Source data:
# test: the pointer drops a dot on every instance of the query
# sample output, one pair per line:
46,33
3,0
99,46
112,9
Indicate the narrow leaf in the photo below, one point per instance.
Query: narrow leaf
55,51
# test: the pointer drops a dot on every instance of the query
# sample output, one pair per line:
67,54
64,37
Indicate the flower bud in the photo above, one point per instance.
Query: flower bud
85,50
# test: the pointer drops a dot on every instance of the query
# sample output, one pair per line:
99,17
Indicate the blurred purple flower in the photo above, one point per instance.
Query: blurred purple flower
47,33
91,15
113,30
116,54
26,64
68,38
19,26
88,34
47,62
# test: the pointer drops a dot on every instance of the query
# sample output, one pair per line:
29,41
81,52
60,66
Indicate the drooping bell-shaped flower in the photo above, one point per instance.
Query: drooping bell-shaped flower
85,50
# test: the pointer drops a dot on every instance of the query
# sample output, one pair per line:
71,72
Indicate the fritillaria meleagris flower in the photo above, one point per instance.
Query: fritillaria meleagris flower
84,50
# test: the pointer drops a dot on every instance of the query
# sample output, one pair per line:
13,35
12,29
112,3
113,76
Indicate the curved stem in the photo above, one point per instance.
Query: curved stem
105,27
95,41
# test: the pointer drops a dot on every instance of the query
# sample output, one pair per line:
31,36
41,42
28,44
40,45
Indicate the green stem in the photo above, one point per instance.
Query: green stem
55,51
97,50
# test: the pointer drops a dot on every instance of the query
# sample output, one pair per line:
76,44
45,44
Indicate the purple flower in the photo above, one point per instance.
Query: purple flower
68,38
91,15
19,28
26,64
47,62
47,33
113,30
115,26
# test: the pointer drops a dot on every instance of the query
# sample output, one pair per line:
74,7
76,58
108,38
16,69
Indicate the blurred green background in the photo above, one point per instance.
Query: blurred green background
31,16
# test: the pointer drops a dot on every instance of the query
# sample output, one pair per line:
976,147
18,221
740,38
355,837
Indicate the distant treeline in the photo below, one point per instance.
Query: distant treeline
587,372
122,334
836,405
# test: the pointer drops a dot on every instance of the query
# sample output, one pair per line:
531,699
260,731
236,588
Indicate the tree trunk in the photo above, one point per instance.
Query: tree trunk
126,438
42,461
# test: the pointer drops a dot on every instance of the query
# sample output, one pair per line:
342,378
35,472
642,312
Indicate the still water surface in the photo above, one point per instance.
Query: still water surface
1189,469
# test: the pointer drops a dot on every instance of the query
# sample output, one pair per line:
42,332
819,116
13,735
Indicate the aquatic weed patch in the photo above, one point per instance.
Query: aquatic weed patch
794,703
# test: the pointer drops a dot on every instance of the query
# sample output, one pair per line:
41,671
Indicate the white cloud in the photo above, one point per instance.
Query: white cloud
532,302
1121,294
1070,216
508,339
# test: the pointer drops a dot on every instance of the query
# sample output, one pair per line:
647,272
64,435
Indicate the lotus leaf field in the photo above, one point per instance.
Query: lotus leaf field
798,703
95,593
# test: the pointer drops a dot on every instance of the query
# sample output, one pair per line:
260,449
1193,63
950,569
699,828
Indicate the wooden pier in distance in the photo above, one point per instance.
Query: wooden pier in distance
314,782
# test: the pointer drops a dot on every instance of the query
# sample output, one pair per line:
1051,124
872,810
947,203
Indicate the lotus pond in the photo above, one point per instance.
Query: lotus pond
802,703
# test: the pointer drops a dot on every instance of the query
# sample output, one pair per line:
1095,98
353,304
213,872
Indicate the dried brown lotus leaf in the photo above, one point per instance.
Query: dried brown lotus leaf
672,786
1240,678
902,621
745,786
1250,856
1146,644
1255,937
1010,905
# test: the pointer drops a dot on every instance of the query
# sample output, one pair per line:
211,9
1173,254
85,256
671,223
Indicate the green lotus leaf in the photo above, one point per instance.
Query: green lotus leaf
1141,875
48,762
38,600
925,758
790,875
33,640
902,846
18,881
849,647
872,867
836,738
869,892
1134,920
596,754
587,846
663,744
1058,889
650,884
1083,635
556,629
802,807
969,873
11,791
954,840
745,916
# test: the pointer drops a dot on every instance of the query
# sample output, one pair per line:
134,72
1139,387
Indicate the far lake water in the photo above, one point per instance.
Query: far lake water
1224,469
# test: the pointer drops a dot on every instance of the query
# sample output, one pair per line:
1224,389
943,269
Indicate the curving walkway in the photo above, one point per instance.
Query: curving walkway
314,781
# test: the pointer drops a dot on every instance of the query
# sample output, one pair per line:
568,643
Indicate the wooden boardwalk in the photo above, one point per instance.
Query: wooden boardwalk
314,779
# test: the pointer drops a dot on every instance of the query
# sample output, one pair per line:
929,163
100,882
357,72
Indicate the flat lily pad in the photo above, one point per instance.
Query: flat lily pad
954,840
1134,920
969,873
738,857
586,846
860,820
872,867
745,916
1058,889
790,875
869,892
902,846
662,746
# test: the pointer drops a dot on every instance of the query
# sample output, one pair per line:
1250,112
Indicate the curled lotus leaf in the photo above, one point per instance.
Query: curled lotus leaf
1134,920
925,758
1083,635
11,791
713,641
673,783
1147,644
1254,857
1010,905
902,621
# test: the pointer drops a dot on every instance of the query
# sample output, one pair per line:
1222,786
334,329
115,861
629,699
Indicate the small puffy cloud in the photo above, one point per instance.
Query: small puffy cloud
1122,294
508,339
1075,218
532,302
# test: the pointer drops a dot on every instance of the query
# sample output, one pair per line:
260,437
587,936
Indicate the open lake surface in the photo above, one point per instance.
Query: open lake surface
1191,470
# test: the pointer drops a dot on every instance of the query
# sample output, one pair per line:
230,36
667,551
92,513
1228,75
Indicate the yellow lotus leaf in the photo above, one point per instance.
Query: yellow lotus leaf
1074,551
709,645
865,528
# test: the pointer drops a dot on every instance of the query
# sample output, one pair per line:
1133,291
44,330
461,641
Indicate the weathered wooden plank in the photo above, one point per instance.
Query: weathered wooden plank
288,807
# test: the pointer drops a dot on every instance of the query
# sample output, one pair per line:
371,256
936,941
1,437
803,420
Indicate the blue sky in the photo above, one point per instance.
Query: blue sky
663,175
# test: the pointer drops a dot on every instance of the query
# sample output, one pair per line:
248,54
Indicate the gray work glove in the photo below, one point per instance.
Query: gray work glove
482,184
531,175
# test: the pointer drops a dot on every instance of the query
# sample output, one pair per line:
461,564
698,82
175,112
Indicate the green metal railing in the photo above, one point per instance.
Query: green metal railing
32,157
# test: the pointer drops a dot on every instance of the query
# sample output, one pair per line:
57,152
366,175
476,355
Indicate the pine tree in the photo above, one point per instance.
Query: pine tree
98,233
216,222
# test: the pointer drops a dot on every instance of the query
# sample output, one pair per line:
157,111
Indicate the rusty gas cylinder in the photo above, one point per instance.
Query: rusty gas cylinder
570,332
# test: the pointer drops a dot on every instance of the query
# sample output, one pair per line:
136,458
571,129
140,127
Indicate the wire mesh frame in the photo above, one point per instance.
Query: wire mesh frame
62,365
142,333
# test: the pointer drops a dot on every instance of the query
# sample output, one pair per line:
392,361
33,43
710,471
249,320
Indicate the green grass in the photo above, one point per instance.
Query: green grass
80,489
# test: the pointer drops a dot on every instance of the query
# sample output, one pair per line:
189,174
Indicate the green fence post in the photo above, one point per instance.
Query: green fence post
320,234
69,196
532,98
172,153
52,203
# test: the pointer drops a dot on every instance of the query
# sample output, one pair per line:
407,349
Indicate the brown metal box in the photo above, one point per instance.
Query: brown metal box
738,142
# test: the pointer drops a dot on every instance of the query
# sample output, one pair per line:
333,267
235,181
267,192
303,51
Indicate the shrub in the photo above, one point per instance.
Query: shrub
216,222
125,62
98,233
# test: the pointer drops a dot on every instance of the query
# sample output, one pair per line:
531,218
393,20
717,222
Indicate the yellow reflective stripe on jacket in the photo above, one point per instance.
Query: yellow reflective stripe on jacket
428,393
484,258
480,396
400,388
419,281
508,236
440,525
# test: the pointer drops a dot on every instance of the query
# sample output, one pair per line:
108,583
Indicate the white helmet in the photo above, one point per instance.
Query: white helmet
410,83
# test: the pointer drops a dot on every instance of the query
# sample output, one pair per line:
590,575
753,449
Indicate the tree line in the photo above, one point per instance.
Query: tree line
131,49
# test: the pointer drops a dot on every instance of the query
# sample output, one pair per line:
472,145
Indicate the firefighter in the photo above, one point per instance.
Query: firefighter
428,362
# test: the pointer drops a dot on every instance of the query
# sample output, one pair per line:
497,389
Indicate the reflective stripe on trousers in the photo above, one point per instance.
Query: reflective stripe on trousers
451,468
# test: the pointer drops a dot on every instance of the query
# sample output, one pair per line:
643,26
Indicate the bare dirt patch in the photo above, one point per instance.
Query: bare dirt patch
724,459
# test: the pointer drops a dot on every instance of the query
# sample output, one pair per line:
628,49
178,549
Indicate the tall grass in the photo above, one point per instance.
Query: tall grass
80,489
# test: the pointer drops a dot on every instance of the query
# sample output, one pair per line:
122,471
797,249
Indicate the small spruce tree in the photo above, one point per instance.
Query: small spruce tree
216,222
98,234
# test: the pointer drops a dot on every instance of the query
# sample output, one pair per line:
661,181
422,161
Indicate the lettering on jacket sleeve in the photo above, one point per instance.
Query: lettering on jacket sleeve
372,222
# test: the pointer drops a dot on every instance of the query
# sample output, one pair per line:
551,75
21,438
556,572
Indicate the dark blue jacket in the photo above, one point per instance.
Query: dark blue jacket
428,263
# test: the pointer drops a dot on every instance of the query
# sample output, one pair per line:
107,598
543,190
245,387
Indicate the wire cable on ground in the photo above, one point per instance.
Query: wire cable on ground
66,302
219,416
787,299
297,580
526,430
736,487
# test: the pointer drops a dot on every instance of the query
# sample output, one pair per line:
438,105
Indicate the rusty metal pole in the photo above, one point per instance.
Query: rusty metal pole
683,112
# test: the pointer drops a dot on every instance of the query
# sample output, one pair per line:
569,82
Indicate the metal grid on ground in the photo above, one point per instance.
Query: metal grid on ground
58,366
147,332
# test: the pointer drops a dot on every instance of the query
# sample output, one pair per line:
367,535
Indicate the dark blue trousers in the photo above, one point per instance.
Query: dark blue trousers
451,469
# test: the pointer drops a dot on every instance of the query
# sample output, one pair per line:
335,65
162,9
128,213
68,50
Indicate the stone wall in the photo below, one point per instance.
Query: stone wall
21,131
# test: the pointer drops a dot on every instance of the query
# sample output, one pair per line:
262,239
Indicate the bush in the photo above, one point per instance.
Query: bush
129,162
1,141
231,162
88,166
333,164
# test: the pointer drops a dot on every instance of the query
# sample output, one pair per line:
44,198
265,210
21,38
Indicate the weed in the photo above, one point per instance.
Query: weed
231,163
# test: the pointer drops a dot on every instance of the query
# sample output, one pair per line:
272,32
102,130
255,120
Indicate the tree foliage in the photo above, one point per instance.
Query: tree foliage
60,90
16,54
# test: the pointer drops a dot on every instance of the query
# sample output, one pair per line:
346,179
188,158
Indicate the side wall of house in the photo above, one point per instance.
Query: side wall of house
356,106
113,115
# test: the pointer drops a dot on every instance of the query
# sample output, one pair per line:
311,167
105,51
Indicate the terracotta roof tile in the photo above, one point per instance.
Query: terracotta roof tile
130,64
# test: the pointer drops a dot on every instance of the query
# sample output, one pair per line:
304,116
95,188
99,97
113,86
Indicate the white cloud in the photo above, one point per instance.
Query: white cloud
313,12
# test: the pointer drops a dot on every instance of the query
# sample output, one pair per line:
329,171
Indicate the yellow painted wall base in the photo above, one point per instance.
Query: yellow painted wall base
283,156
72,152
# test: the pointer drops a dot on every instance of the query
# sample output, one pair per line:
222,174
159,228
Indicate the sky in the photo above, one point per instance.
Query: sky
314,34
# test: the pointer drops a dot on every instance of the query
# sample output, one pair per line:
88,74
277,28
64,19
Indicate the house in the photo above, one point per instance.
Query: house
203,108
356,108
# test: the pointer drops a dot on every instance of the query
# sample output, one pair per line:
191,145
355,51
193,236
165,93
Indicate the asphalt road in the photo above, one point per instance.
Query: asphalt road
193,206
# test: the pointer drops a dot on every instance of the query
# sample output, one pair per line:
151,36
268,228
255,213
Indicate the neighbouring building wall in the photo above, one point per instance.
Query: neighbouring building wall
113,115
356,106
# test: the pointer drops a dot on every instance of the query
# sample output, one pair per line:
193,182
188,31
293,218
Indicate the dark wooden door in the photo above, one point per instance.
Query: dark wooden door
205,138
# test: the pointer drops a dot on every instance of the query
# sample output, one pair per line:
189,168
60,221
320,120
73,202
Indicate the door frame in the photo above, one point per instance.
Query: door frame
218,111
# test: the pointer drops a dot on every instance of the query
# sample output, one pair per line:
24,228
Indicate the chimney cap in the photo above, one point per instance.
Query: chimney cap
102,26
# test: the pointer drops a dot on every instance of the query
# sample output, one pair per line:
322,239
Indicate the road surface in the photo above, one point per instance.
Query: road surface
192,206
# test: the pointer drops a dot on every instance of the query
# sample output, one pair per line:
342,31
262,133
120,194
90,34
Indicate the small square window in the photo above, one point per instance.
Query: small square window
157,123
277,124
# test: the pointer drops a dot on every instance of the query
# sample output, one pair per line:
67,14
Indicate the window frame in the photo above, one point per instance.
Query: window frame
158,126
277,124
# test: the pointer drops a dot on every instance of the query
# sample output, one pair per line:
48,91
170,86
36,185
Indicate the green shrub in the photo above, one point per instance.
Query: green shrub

ABOUT THIS EXERCISE - Return, word for word, the lines from the one containing "Query: window frame" through the end of the data above, both ends included, and nothing else.

TASK RESPONSE -
Query: window frame
158,126
277,124
# test: the pointer drops a dot on every instance of the query
# sample output, one pair per line:
48,91
170,86
36,185
Indicate the green shrub in the photo above, one point per instance.
Query: green shrub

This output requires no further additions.